When embarking upon the New Normal art/research project on hybridity he was to lead (2017–2019), Benjamin Bratton pointed out that sometimes names for completely unprecedented phenomena tend to reference familiar concepts, becoming terminological hybrids (a car is a “horseless carriage,” blockchain is “digital money”).6 Although apparently useful, they prove to be insufficient because, the theorist argues, hybrid terminology hampers the recognition of new things through the deceptive familiarisation of them and by reducing the getting‑to‑know to techno‑deterministic criteria, while blocking out what they actually mean. This observation about language which, while being rooted in the past, is trying to keep up with the fast approaching future provides the starting point for this discussion. It should be added, in view of the naming problems indicated by Bratton, that a side effect of the emergence of the “new normal” is that we are increasingly struggling to find the right words for the sphere of our experience that is not digital. The meaning of such terms as “real,” “physical,” “material,” or “analogue,” or antonyms that have cropped up in response to the condition of digitality (offline, on‑site), seems to be diluted by the overwhelming influence of online reality, while terminological suggestions such as “mixed‑reality” have failed to be widely adopted.

▶ [Extracted data]:
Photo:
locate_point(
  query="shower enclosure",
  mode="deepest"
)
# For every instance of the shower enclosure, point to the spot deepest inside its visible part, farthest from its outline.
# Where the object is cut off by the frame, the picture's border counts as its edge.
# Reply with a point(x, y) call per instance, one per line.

▶ [Activity]: In the extract on hybrid terminology, which two examples of terminological hybrids are cited from Bratton?

▶ [Written response]: A car called a "horseless carriage" and blockchain called "digital money."